_Kutipan Teks_
------------------------------------
PARBOABOA, Jakarta - Polemik seputar revisi Undang-Undang Nomor 3 Tahun 2025 tentang Tentara Nasional Indonesia (TNI) kembali mencuat ke permukaan.
Dalam sidang uji formil di Mahkamah Konstitusi (MK), Senin (23/6/2025), Menteri Hukum Supratman Andi Agtas menegaskan bahwa para pemohon gugatan tidak memiliki kedudukan hukum (legal standing) yang sah.
Menurut Supratman, para penggugat yang terdiri dari mahasiswa, aktivis, ibu rumah tangga, dan organisasi masyarakat sipil tidak memiliki kaitan langsung dengan aturan yang digugat.
“Para pemohon bukan prajurit aktif, bukan siswa kedinasan militer, serta tidak mendaftar sebagai calon anggota TNI, sehingga tidak memiliki pertalian langsung terhadap substansi UU TNI,” ujar Supratman.
Supratman juga merujuk pada Putusan MK Nomor 91/PUU-XVIII/2020, yang menurutnya menegaskan kedudukan hukum hanya berlaku bagi pihak yang secara langsung terdampak oleh aturan yang diuji.
Ia menambahkan pembentukan UU TNI telah mengikuti prosedur konstitusional melalui DPR dan Presiden serta memenuhi ketentuan formal sesuai Undang-Undang Pembentukan Peraturan Perundang-Undangan.
Pandangan tersebut mendapat tanggapan keras. Muhamad Saleh, peneliti dari Center of Economic and Law Studies (CELIOS) menilai pernyataan pemerintah merupakan bentuk penafsiran hukum yang sempit.
------------------------------------
_Blok Data_
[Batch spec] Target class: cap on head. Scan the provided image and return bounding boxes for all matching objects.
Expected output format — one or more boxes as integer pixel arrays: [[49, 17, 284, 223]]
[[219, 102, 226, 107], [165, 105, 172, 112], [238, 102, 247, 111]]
------------------------------------
_Instruksi Kerja_
Dalam kutipan teks tentang revisi UU TNI, siapa saja yang menjadi para penggugat menurut Supratman?

_Jawaban_
Mahasiswa, aktivis, ibu rumah tangga, dan organisasi masyarakat sipil.